WHAT IS EXPECTED
Go to the line with "positive clicks: (595, 38)" in the records below, then output it and each following line exactly, up to and including the line with "box: [198, 46, 234, 58]". Skip pictures and add nothing.
[[ SOURCE RECORDS, beginning ]]
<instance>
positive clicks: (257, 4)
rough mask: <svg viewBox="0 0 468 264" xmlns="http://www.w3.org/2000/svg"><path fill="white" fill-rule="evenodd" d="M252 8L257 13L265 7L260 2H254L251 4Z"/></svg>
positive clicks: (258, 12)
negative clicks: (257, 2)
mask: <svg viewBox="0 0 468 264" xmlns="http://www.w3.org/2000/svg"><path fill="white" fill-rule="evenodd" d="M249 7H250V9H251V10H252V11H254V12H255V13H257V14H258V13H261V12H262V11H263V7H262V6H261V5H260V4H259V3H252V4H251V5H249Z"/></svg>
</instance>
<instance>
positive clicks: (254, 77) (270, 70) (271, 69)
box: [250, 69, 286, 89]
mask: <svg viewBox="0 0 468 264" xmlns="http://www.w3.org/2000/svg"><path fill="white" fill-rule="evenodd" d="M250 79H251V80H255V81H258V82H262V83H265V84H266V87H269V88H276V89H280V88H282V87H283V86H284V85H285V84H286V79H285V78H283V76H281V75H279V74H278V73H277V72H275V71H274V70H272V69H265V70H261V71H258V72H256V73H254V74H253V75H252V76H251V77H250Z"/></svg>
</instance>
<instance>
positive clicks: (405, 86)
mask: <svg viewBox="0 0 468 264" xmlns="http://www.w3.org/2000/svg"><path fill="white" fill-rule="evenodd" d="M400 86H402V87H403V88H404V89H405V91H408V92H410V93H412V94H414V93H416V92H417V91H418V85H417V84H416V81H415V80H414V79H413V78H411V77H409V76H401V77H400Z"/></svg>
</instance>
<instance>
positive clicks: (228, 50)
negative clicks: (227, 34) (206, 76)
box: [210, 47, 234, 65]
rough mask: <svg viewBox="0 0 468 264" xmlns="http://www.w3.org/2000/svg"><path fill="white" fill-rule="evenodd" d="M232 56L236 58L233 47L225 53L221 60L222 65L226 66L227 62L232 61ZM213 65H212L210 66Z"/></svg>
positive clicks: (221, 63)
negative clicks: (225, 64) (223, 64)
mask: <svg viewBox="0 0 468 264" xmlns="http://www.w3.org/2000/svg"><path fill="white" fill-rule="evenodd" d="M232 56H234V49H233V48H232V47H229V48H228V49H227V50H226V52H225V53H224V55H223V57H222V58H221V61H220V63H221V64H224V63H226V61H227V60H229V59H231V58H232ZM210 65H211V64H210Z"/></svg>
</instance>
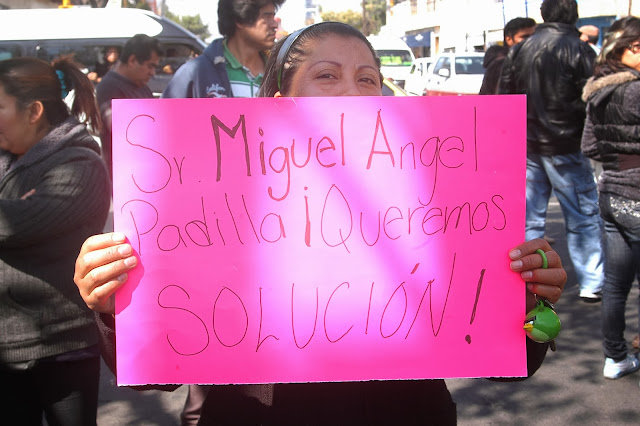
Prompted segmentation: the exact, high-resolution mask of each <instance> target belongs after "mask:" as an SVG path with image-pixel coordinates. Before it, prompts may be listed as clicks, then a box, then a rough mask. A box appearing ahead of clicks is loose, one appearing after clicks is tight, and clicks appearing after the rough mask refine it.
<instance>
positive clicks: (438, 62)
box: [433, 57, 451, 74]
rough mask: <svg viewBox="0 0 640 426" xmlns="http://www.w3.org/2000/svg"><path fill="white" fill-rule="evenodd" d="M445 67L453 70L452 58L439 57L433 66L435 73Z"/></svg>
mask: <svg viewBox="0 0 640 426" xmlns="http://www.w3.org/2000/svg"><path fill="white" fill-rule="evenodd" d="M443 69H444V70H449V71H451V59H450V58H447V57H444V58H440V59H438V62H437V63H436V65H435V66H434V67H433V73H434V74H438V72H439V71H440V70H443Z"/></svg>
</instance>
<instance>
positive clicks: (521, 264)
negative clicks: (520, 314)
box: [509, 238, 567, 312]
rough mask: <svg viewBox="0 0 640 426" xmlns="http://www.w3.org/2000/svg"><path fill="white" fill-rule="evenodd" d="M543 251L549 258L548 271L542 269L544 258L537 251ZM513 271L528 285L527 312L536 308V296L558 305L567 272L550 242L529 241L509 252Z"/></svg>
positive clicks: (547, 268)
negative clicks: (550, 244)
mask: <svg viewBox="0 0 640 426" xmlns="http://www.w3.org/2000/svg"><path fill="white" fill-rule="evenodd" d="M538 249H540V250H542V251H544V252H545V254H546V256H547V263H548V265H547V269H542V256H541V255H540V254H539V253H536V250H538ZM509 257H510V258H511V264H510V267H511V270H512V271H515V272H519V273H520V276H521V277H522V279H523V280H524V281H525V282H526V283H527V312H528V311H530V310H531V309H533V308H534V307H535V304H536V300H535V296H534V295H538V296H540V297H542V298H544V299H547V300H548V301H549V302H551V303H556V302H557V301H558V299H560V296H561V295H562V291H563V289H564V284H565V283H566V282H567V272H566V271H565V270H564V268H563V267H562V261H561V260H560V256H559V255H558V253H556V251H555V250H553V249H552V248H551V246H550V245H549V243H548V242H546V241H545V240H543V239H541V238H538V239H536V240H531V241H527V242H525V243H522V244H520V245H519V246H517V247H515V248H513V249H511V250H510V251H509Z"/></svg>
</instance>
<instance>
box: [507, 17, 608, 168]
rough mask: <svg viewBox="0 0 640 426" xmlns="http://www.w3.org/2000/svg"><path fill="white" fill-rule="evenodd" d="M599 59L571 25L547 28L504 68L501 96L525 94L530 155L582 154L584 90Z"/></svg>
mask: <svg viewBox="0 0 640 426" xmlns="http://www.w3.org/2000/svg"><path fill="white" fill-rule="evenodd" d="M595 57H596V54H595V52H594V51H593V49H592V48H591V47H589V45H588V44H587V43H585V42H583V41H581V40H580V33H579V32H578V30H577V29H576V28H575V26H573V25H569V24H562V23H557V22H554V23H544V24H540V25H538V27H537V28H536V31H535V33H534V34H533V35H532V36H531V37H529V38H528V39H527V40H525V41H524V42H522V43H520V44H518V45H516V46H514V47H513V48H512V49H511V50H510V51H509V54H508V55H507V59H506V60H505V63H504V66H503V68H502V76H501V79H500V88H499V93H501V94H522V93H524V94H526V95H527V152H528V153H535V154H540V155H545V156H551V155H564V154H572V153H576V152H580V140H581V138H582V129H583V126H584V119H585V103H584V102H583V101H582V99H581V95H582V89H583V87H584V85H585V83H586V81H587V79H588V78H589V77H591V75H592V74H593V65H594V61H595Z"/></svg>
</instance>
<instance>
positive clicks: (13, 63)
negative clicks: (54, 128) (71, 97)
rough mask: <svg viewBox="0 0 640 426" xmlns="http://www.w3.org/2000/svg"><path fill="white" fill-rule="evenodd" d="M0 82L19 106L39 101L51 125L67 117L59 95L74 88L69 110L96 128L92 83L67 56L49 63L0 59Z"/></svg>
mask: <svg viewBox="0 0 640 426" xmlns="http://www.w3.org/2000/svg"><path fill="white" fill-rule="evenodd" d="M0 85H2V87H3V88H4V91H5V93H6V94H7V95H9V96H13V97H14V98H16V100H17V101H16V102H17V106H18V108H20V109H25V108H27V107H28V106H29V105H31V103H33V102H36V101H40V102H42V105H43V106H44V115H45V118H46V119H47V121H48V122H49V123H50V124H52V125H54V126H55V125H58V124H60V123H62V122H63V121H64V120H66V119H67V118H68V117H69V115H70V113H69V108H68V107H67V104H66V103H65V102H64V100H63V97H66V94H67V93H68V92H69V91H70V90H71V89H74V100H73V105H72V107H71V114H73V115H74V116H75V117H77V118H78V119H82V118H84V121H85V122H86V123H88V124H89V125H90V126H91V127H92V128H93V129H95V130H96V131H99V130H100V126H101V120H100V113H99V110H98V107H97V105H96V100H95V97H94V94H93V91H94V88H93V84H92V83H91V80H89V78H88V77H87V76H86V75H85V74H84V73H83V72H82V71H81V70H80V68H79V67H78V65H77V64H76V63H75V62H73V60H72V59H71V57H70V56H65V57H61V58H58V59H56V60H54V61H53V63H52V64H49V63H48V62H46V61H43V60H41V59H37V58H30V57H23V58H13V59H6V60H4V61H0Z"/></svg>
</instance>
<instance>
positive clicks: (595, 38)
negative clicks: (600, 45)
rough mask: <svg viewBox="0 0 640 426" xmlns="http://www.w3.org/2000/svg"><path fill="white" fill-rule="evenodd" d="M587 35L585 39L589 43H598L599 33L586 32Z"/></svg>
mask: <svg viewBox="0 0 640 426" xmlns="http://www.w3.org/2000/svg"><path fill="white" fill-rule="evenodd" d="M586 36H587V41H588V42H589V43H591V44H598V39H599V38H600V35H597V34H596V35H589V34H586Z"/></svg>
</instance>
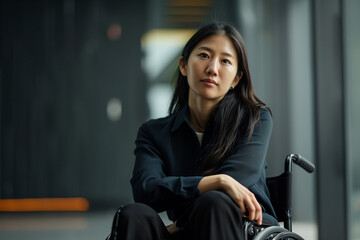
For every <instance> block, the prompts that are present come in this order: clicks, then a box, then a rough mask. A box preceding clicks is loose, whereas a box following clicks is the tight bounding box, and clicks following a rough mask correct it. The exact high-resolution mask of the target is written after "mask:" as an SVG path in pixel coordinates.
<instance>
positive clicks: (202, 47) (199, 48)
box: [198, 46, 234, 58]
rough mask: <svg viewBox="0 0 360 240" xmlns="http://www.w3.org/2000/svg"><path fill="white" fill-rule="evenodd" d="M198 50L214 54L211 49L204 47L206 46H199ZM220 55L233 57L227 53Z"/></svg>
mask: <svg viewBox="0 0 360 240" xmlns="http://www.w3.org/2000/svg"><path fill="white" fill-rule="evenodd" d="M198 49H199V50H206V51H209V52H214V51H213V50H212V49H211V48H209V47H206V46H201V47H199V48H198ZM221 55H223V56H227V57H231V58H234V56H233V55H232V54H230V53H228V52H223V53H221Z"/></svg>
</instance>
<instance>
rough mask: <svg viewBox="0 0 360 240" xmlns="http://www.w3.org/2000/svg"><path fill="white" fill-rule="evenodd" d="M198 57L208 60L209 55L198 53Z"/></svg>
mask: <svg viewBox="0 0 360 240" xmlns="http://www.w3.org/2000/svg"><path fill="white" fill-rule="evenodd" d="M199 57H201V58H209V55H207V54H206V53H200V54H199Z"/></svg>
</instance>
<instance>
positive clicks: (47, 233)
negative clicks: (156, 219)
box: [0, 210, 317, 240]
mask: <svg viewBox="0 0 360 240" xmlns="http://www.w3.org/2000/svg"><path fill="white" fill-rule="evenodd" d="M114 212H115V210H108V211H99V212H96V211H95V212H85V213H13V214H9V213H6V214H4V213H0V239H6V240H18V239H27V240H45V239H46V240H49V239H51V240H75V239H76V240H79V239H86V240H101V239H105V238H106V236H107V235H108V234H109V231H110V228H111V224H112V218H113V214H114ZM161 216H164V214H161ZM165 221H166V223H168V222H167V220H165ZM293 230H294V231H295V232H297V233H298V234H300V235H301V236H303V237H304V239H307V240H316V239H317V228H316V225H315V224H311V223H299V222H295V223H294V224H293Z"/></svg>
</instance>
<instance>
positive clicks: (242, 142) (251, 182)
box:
[[ SOURCE RECORDS, end ]]
RESULT
positive clicks: (595, 38)
negative clicks: (600, 45)
rough mask: <svg viewBox="0 0 640 426" xmlns="http://www.w3.org/2000/svg"><path fill="white" fill-rule="evenodd" d="M587 35L585 39L589 43H598L599 33L586 32Z"/></svg>
mask: <svg viewBox="0 0 640 426" xmlns="http://www.w3.org/2000/svg"><path fill="white" fill-rule="evenodd" d="M586 36H587V41H588V42H589V43H591V44H598V39H599V38H600V35H597V34H596V35H589V34H586Z"/></svg>
</instance>
For every <instance> block, the prompts that are present come in this order: clicks, then a box, then a rough mask. A box preceding clicks is loose, whereas a box following clicks is the tight bounding box, and clicks following a rough mask correct it. The exact high-resolution mask of the target is written after "mask:" as an SVG path in pixel coordinates.
<instance>
positive clicks: (202, 47) (199, 48)
box: [198, 46, 234, 58]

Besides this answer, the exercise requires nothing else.